As a podiatric (foot and ankle) surgeon who specializes in preserving the limbs of diabetic patients – a field called limb salvage – I work with a team of specialists and our patients to implement a strategic plan to preserve the limb and restore healthy blood flow.
But a key part of what I do is educating patients and their family members on the importance of prevention. Because if you can identify the signs of diabetic foot damage, you can work with your doctor to treat your limb as problems arise, and you're less likely to need limb salvage at a later date.
The Hidden Dangers of Diabetes
While many diabetic patients and their families know that limb loss from diabetes is possible, patients often don’t know how to spot symptoms they may be experiencing from diabetic limb damage.
---*---
Copy the stretch of the diabetic limb salvage passage from "The Hidden Dangers" through "diabetic limb damage.", word for word.

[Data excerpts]
---*---
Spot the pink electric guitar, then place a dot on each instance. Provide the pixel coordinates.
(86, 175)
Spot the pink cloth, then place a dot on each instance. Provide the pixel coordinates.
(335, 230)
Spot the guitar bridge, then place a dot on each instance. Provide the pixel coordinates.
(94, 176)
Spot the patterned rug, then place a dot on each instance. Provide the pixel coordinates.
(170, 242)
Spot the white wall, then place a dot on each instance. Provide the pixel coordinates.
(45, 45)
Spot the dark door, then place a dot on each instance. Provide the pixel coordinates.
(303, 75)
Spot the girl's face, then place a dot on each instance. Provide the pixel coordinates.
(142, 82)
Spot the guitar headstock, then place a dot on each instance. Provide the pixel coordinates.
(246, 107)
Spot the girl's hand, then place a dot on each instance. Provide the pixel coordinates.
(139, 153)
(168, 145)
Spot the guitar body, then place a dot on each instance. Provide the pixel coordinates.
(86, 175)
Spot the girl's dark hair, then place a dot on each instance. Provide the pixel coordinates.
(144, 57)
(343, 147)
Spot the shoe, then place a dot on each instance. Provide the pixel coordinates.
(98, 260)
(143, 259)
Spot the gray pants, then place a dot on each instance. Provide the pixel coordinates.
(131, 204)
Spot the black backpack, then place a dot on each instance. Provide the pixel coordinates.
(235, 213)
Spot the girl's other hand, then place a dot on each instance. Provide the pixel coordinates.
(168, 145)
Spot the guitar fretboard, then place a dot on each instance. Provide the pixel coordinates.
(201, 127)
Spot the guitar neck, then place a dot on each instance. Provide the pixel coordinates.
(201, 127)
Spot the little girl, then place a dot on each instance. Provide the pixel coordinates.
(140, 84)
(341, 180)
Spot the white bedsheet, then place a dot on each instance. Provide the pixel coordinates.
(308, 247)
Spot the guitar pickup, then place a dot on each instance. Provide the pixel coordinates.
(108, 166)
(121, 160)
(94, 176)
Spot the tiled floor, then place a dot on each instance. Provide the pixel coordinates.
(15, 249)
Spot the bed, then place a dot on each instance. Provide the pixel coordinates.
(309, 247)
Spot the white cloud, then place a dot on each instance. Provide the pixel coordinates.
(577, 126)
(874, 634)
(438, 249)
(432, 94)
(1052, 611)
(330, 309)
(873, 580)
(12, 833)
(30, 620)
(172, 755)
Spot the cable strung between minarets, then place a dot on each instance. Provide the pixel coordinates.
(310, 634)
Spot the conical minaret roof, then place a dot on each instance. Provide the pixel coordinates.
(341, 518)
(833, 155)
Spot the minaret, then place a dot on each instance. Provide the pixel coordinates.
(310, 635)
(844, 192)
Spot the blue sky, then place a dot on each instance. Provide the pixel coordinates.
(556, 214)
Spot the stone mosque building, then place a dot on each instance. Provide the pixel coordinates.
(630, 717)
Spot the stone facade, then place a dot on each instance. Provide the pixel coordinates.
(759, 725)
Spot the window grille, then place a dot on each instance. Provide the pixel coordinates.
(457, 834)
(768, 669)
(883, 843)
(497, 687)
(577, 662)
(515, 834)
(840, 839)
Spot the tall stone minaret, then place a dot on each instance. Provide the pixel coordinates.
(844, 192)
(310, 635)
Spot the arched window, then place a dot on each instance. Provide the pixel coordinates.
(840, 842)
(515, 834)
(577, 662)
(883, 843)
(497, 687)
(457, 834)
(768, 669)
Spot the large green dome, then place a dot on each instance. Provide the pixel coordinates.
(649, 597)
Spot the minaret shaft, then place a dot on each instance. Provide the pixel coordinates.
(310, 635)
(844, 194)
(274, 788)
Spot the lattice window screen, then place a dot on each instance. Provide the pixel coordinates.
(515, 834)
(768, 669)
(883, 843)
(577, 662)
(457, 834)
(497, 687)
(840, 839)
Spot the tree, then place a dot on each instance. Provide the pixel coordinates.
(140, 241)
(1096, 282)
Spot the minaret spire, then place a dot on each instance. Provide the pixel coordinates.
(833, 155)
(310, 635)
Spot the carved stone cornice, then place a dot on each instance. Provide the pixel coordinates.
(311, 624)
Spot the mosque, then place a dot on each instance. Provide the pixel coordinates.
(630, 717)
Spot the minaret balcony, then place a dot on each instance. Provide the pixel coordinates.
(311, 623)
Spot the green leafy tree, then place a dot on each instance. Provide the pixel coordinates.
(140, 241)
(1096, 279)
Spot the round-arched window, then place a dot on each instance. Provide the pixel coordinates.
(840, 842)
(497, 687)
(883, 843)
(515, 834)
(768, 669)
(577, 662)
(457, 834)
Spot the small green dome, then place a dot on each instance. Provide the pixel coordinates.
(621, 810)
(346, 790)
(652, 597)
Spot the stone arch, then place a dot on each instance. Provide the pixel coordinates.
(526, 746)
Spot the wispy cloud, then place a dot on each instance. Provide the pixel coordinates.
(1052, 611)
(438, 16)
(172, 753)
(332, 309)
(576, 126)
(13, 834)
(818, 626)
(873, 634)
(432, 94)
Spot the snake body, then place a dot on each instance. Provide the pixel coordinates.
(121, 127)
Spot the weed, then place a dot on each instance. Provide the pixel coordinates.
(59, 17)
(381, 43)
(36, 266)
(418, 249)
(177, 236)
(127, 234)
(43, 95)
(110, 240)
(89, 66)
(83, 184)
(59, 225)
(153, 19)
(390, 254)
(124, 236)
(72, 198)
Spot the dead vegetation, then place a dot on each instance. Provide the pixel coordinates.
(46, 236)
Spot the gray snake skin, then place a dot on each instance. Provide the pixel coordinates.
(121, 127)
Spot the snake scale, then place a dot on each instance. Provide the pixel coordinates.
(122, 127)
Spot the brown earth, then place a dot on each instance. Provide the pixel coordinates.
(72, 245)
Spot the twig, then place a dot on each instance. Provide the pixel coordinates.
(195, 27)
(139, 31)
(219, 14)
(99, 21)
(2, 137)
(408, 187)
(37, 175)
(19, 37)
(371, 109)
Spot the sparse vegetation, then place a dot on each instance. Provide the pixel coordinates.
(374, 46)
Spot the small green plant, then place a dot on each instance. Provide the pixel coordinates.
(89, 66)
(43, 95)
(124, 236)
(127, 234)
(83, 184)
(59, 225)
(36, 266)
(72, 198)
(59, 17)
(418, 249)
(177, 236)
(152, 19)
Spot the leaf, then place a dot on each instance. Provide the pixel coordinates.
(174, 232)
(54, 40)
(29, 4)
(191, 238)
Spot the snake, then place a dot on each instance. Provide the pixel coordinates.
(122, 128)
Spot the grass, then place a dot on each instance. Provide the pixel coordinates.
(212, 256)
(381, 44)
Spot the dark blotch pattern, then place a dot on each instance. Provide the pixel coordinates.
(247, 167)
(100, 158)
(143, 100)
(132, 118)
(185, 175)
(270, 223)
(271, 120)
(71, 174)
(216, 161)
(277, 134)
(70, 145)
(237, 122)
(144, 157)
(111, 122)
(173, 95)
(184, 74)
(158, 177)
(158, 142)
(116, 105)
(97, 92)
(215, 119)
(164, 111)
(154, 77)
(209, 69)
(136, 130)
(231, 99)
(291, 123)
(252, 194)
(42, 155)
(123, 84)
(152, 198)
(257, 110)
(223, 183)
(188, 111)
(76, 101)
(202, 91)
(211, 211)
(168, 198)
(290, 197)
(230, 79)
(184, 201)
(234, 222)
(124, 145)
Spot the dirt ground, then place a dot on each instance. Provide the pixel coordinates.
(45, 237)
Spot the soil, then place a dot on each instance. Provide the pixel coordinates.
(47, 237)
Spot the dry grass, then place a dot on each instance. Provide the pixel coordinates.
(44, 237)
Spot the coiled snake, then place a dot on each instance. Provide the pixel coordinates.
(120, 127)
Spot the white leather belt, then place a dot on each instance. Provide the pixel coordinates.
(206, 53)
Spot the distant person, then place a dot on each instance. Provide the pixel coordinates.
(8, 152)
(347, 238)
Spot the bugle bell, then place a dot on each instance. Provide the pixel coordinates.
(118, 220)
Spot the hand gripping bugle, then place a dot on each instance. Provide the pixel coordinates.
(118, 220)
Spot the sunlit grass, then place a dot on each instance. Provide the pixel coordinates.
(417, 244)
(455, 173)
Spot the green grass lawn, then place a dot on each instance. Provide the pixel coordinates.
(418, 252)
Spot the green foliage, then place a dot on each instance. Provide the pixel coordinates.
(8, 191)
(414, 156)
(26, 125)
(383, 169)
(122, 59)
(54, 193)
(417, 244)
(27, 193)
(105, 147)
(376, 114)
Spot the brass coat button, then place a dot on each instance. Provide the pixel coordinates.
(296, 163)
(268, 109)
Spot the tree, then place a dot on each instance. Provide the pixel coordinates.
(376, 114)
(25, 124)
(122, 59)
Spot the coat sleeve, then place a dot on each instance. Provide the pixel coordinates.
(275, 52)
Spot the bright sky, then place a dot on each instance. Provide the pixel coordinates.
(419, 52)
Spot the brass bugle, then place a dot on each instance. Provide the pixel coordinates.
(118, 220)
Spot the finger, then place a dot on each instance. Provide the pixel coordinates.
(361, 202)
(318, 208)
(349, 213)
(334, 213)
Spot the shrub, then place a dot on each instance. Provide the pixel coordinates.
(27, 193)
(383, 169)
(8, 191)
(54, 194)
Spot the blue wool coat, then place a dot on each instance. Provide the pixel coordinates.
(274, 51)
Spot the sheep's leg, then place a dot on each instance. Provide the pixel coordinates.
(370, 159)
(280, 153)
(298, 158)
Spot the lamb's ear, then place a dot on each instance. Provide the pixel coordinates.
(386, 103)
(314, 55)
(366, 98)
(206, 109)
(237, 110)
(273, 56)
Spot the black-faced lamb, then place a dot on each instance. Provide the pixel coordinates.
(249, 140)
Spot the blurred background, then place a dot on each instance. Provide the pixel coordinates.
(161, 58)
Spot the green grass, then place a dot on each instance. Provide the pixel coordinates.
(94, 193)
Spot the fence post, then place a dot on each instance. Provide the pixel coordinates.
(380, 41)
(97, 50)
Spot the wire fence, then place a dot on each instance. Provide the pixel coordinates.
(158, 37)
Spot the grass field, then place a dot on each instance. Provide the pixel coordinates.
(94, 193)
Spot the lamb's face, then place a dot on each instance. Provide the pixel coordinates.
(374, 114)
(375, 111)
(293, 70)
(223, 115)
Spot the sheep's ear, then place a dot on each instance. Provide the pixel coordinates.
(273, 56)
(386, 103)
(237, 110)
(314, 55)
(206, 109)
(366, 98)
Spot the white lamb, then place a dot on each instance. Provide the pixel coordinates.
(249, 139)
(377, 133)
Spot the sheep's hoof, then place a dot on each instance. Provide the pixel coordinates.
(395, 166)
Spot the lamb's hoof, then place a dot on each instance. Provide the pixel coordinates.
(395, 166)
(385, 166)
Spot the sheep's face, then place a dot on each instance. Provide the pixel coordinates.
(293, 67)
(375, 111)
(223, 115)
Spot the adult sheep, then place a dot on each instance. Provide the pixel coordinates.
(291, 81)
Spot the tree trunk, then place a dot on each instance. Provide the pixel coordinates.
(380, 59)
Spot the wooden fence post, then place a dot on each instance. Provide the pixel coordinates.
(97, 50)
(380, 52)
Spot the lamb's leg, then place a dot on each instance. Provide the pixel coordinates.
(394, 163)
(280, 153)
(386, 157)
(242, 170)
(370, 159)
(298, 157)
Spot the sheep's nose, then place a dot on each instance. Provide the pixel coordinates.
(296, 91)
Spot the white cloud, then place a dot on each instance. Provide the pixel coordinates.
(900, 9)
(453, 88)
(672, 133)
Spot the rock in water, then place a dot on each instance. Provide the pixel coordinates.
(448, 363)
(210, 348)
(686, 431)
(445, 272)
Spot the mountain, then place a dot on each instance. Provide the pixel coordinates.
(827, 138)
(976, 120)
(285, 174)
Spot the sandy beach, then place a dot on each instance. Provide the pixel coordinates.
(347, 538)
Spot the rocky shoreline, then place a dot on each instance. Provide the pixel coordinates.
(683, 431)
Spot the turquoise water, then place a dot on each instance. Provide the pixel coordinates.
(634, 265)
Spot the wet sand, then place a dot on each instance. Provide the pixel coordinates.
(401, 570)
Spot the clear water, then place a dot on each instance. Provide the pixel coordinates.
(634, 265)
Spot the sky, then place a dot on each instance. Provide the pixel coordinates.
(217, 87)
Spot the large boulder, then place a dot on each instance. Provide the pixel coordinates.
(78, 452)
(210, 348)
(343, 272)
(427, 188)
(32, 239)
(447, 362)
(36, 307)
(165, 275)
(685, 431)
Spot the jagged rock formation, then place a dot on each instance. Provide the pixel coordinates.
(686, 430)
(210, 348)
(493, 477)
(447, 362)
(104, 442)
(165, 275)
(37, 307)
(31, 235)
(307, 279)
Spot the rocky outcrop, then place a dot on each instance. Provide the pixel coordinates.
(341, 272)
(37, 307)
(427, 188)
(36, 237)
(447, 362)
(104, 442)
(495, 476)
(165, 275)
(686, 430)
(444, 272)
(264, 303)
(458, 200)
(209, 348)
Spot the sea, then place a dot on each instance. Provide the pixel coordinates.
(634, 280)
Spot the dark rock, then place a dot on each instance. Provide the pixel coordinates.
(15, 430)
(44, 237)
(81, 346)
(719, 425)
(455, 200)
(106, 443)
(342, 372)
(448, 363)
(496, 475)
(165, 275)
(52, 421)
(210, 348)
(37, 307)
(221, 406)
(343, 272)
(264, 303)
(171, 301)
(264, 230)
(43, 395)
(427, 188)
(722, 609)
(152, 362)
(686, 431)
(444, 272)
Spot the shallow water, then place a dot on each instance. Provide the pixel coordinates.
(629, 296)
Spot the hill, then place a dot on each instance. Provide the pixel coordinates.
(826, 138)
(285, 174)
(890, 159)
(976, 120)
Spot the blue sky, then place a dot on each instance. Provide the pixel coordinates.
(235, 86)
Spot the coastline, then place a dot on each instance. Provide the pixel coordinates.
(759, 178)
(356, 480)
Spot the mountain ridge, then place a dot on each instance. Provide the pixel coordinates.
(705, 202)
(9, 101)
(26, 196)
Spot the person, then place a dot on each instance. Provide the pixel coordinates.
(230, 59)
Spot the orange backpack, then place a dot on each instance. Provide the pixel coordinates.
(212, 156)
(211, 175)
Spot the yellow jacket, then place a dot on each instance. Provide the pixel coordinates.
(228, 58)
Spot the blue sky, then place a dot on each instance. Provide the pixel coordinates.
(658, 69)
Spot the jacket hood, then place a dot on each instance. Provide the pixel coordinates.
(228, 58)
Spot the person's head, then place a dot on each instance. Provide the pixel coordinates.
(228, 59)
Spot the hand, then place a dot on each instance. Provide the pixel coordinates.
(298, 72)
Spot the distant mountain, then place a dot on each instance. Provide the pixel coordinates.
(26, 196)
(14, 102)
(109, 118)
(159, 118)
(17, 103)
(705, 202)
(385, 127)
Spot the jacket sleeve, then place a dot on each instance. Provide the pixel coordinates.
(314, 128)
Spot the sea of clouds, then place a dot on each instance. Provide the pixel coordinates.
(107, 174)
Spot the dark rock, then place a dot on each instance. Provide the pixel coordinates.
---*---
--- Result of this exercise ---
The Hidden Dangers of Diabetes
While many diabetic patients and their families know that limb loss from diabetes is possible, patients often don’t know how to spot symptoms they may be experiencing from diabetic limb damage.